WHAT IS NEEDED: What you return must match the listing exactly, with every image removed.

========

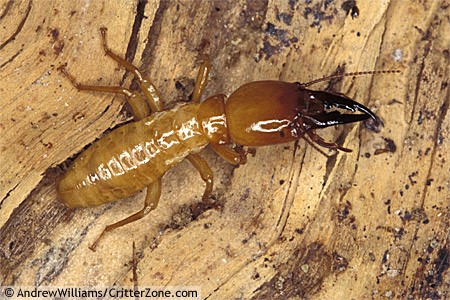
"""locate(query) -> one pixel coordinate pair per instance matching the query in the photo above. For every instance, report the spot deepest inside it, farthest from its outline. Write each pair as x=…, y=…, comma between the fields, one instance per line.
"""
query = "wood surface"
x=292, y=223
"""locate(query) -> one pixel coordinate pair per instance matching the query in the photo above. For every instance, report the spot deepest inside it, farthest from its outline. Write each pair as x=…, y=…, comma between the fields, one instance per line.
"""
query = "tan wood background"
x=293, y=223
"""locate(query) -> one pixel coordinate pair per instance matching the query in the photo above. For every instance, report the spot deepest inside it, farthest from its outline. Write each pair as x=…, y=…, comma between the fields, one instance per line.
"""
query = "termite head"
x=318, y=109
x=271, y=112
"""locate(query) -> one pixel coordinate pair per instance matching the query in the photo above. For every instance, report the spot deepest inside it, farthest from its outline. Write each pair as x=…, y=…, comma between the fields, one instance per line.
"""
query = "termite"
x=136, y=155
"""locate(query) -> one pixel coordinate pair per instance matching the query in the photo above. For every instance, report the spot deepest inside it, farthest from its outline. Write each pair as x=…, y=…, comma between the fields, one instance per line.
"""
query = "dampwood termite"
x=136, y=155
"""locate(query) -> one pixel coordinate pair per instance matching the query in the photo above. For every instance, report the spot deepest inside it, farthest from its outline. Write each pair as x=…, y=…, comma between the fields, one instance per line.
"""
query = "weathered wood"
x=293, y=222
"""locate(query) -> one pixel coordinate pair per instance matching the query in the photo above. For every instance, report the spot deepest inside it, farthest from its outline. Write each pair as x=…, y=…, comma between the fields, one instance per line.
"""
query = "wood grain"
x=292, y=222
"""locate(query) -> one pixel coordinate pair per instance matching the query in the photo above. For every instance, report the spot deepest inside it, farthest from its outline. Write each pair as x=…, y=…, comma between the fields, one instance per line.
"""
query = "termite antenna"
x=329, y=77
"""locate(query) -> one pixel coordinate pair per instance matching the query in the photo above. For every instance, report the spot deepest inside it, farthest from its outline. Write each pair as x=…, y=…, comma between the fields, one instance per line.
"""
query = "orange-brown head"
x=271, y=112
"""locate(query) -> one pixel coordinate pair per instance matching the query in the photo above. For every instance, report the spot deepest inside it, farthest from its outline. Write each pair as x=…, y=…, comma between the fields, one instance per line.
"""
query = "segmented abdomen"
x=131, y=157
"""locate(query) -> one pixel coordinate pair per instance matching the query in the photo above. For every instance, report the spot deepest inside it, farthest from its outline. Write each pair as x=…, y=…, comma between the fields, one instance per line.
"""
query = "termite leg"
x=137, y=103
x=205, y=172
x=148, y=89
x=151, y=202
x=202, y=78
x=235, y=156
x=318, y=140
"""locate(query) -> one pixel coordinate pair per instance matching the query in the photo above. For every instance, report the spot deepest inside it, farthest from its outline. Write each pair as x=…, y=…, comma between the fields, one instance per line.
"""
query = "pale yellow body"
x=131, y=157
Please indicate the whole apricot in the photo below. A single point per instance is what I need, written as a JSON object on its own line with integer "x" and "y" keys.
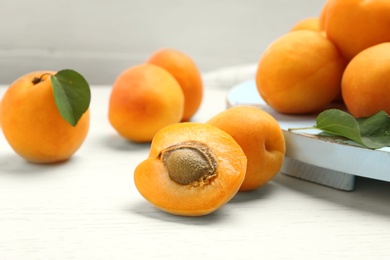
{"x": 366, "y": 82}
{"x": 300, "y": 72}
{"x": 184, "y": 70}
{"x": 192, "y": 169}
{"x": 354, "y": 25}
{"x": 33, "y": 125}
{"x": 261, "y": 139}
{"x": 144, "y": 99}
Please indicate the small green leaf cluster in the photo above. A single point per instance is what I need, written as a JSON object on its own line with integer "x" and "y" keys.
{"x": 72, "y": 94}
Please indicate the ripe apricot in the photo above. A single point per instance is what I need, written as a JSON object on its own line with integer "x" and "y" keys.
{"x": 261, "y": 139}
{"x": 32, "y": 124}
{"x": 309, "y": 23}
{"x": 192, "y": 169}
{"x": 185, "y": 71}
{"x": 144, "y": 99}
{"x": 354, "y": 25}
{"x": 366, "y": 82}
{"x": 300, "y": 72}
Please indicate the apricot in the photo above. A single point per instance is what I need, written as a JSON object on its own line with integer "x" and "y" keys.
{"x": 144, "y": 99}
{"x": 354, "y": 25}
{"x": 309, "y": 23}
{"x": 184, "y": 70}
{"x": 300, "y": 72}
{"x": 32, "y": 124}
{"x": 192, "y": 169}
{"x": 366, "y": 82}
{"x": 260, "y": 137}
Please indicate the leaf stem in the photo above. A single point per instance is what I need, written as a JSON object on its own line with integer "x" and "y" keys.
{"x": 301, "y": 128}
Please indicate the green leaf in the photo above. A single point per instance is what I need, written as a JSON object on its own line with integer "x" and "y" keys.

========

RESPONSE TO THE TASK:
"""locate(query) -> one pixel coordinate pair per instance matching the query in the photo above. For every instance, report the spot deepest inside it, farthest from its outline. Write each pair as x=…, y=…, comma between the fields, one instance per line.
"""
query = "wood surface"
x=292, y=223
"""locate(query) -> one pixel coordinate pair per instance matching the query in the photo above. For every instance, report the spot deepest inside it, farthest from its outline. Write each pair as x=…, y=…, comma between the fields, one instance per line.
"""
query = "tan wood background"
x=293, y=223
"""locate(query) -> one pixel coordinate pair per instance matching the query in the photo above. For every instance, report the spot deepest inside it, farthest from its outline. Write each pair as x=…, y=…, comma between the fields, one instance per line.
"""
query = "termite head"
x=318, y=109
x=271, y=112
"""locate(query) -> one pixel coordinate pair per instance matching the query in the photo above. For every instance, report the spot deepest inside it, farthest from its outline. Write each pair as x=…, y=…, comma between the fields, one instance per line.
"""
query = "termite"
x=136, y=155
"""locate(query) -> one pixel coordinate pair per instance matching the query in the photo above. For every instance, report the spot deepest inside it, farthest from its outline. Write each pair as x=…, y=…, comma between the fields, one instance per line.
"""
query = "dampwood termite"
x=136, y=155
"""locate(query) -> one pixel coordinate pair per instance matching the query in the photo above. For every instance, report the spot deepest inside it, farthest from its outline. Write each pair as x=…, y=…, comma between the fields, one instance per line.
"""
query = "weathered wood"
x=293, y=222
"""locate(query) -> one pixel coordinate pair per instance matching the query in the photo above. For every instance, report the spot deepest inside it, farthest from its outline. Write each pair as x=…, y=…, comma between the fields, one instance per line.
"""
query = "wood grain"
x=292, y=222
"""locate(query) -> one pixel coordinate pair per instance matching the query in the photo above. For every instance, report the spot deepest inside it, farthest from its outline. Write each pair as x=…, y=…, comma between the fields, one instance per line.
"""
query = "termite antenna"
x=329, y=77
"""locate(query) -> one pixel coordinate pair per instance matching the query in the photo above. For every instance, report the spot deepest inside it, farthest from its outline. Write each pair as x=…, y=…, comma between the fields, one instance per line.
"""
query = "orange-brown head"
x=271, y=112
"""locate(query) -> one pixel coordinate pair per instance matching the query in the photo above. For every instance, report the spot deepest inside it, farthest from its outline. Write each pair as x=…, y=…, comma between the fields, one instance per line.
"""
query = "segmented abdomen"
x=131, y=157
"""locate(query) -> one pixel coordinate pair per instance matching the query in the photo above. For every instance, report the spot deepest inside it, farthest from its outline. Write each pair as x=…, y=…, comma between the fields, one instance per line.
"""
query = "termite leg"
x=137, y=103
x=205, y=172
x=148, y=89
x=151, y=202
x=202, y=78
x=235, y=156
x=318, y=140
"""locate(query) -> one pixel coordinate pair per instance matching the query in the photo above. For every instance, report the spot deepest inside it, farthest from its outline. Write each pair as x=…, y=…, comma between the fields, one instance per line.
"""
query = "pale yellow body"
x=131, y=157
Please indicate the whole apricot in the photo below. A single point per instance is what I need, written as a JSON object on its own line with integer "x" and "y" keys.
{"x": 366, "y": 82}
{"x": 300, "y": 72}
{"x": 184, "y": 70}
{"x": 192, "y": 169}
{"x": 354, "y": 25}
{"x": 33, "y": 125}
{"x": 261, "y": 139}
{"x": 144, "y": 99}
Please indicate the small green leaf cluster in the photo above. A single point per instance is what I need, written as a JSON object on its own line with integer "x" and "y" keys.
{"x": 72, "y": 94}
Please indicate the ripe apricot in the photo above. A single point per instance is what I need, written as a JSON object on its own line with integer "x" and "y" keys.
{"x": 261, "y": 139}
{"x": 32, "y": 124}
{"x": 309, "y": 23}
{"x": 192, "y": 169}
{"x": 185, "y": 71}
{"x": 144, "y": 99}
{"x": 354, "y": 25}
{"x": 366, "y": 82}
{"x": 300, "y": 72}
Please indicate the apricot in the photo above. A single point per instance is what I need, written as a JSON object on its own line with integer "x" and "y" keys.
{"x": 144, "y": 99}
{"x": 354, "y": 25}
{"x": 309, "y": 23}
{"x": 184, "y": 70}
{"x": 300, "y": 72}
{"x": 32, "y": 124}
{"x": 192, "y": 169}
{"x": 366, "y": 82}
{"x": 260, "y": 137}
Please indicate the leaf stem in the photo above. A single point per instance is what I need, written as a JSON object on its own line with integer "x" and "y" keys.
{"x": 301, "y": 128}
Please indicate the green leaf in the photo above. A single point per instance is what I need, written as a JSON object on its own line with integer "x" and "y" keys.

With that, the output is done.